- _To do_
Having read the entries, repeat all of them exactly.

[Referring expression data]
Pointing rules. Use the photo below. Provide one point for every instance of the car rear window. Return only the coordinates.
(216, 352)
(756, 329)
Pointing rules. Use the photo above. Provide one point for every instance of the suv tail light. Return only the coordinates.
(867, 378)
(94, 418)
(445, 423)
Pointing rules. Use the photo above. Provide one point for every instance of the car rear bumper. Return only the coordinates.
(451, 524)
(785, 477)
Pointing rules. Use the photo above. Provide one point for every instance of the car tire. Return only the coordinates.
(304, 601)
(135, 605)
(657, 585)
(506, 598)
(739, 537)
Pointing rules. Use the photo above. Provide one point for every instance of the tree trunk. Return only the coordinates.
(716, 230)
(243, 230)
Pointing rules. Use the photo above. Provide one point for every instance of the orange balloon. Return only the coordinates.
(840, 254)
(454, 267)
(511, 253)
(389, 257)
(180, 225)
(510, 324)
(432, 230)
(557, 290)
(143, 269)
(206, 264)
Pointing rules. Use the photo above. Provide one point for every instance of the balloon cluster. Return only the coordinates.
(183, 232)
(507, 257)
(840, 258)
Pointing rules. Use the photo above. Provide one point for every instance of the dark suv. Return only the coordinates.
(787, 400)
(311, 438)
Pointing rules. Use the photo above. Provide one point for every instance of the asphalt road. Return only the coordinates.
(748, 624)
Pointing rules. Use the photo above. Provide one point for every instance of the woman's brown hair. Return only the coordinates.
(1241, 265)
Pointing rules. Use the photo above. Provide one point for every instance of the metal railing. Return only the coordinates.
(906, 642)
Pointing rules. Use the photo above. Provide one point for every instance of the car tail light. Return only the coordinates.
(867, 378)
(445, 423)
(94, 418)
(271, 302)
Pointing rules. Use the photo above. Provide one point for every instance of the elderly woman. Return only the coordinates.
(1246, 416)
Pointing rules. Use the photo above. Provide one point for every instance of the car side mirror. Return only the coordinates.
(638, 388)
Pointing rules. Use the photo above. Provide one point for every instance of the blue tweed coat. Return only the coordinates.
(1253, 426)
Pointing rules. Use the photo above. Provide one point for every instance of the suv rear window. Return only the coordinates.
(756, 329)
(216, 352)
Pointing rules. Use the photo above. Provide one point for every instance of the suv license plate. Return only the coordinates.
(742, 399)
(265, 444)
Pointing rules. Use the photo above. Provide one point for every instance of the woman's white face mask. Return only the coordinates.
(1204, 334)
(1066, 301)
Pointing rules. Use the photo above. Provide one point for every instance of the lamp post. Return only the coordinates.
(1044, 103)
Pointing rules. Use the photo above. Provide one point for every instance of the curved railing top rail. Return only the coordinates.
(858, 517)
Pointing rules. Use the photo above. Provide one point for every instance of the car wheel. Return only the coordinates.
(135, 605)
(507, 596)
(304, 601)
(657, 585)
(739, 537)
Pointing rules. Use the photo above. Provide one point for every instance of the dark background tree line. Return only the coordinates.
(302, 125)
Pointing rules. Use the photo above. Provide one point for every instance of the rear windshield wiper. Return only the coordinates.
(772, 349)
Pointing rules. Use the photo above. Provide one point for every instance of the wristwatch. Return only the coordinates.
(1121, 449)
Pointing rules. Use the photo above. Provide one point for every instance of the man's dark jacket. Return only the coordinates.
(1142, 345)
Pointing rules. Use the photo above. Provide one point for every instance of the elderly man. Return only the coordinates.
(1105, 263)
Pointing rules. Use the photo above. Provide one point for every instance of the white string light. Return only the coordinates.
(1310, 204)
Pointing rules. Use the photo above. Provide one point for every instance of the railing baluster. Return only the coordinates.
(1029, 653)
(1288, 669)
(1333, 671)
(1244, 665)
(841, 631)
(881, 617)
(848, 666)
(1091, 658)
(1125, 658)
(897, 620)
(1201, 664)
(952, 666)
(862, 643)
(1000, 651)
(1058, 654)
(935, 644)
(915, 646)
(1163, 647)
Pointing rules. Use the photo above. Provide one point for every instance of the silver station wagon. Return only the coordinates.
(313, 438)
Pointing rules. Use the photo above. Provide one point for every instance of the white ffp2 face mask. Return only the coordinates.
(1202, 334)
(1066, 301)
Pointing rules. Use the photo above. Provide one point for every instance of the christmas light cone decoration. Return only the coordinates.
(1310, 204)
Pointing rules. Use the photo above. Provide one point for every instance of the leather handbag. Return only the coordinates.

- _Completed task_
Pointing rules. Use the photo below. Provide one point for every instance of the car rear window. Return only the coordinates.
(216, 352)
(756, 329)
Pointing rules. Use the photo above. Provide one point for every instance of the suv tail light. Return only the coordinates.
(867, 378)
(94, 418)
(445, 423)
Pointing rules. Use the photo above. Provide one point for every instance of the car rear bumper. Return only the coordinates.
(451, 524)
(785, 477)
Pointing rules. Use the photo above. Provide one point for every instance of the car tire. Return only the coordinates.
(304, 601)
(135, 605)
(657, 585)
(506, 598)
(739, 537)
Pointing rules. Use the photo above. Provide one point for every instance of the tree trunk. Return only the coordinates.
(716, 230)
(243, 230)
Pointing rules. Use the photo above. Provide one point for every instance of the orange balloon. Return only the coordinates.
(840, 254)
(454, 267)
(511, 253)
(389, 257)
(180, 225)
(510, 324)
(432, 230)
(557, 290)
(143, 269)
(206, 264)
Pointing rules. Use the photo above. Provide one point for every instance of the balloon cluster. Return only the coordinates.
(183, 232)
(507, 257)
(840, 258)
Pointing rules. Use the photo above. Provide one point for every instance of the dark suv. Return only the coordinates.
(787, 400)
(311, 438)
Pointing rules. Use the photo above. Provide one point for every instance of the asphalt road. Return only the coordinates.
(748, 624)
Pointing rules. Use the photo above. Provide one point for every instance of the woman's brown hair. Return only the coordinates.
(1241, 265)
Pointing rules. Use the photo above. Provide one point for every instance of the metal railing. Return only the coordinates.
(906, 642)
Pointing rules. Use the photo above. Provide one point for every instance of the car tail light. Return only the coordinates.
(867, 378)
(445, 423)
(94, 418)
(271, 302)
Pointing rules. Use the photo above. Provide one point for every instance of the elderly woman. Return only the coordinates.
(1246, 416)
Pointing rules. Use the photo above. Provide one point for every instance of the car side mirror. Return only the coordinates.
(638, 388)
Pointing rules. Use the photo above. Provide one point for every instance of the blue tweed coat. Return only the coordinates.
(1253, 426)
Pointing rules. Use the photo above. Provide one point for every instance of the suv rear window. Return only the coordinates.
(756, 329)
(216, 352)
Pointing rules. Use the photo above. Provide one point for every instance of the suv license plate. Return only the coordinates.
(742, 399)
(265, 444)
Pointing rules. Use the photo above. Provide one point for every instance of the woman's white face mask. Return only the coordinates.
(1204, 334)
(1066, 301)
Pointing rules. Use the photo above. Provide one point for every instance of the lamp post. Return only the coordinates.
(1044, 103)
Pointing rules. Use the photo above. Provide one point for every instance of the curved railing top rail. Return only the coordinates.
(858, 517)
Pointing rules. Use the photo above. Provide one point for every instance of the car wheel. Return only the coordinates.
(135, 605)
(507, 596)
(304, 601)
(657, 585)
(739, 537)
Pointing rules. Use the photo above. Provide one point for every instance of the dark background tree line. Return only the coordinates.
(302, 125)
Pointing rules. Use the photo above. Provide one point for every instance of the rear windshield wiper. Return only the coordinates.
(772, 349)
Pointing rules. Use the photo above. Provide one point for every instance of the wristwatch. Return only the coordinates.
(1121, 449)
Pointing rules. Use the photo above. Provide one point for every instance of the man's dark jacket. Return only the coordinates.
(1142, 345)
Pointing rules. Use the photo above. Provide one point for every instance of the elderly man. Return only the coordinates.
(1105, 263)
Pointing rules. Use the photo above. Provide one point for every instance of the white string light. Return only the coordinates.
(1310, 204)
Pointing rules. Use the photo above. Provide one point for every instance of the railing baluster. Return only the coordinates.
(1029, 653)
(1288, 669)
(1333, 671)
(1244, 665)
(841, 631)
(881, 617)
(848, 666)
(1091, 658)
(1125, 658)
(897, 620)
(1201, 664)
(952, 666)
(862, 643)
(1000, 651)
(1058, 654)
(935, 644)
(915, 646)
(1163, 647)
Pointing rules. Use the photo above. Provide one point for every instance of the silver station wagon. Return only the coordinates.
(313, 438)
Pointing rules. Use the photo above. Provide one point for every instance of the white ffp2 face mask. Return only the coordinates.
(1202, 334)
(1066, 301)
Pointing rules. Use the photo above. Provide one point for every instance of the christmas light cone decoration. Return only the coordinates.
(1310, 204)
Pointing rules. Use the photo above. Provide one point for every instance of the leather handbag. Return only the coordinates.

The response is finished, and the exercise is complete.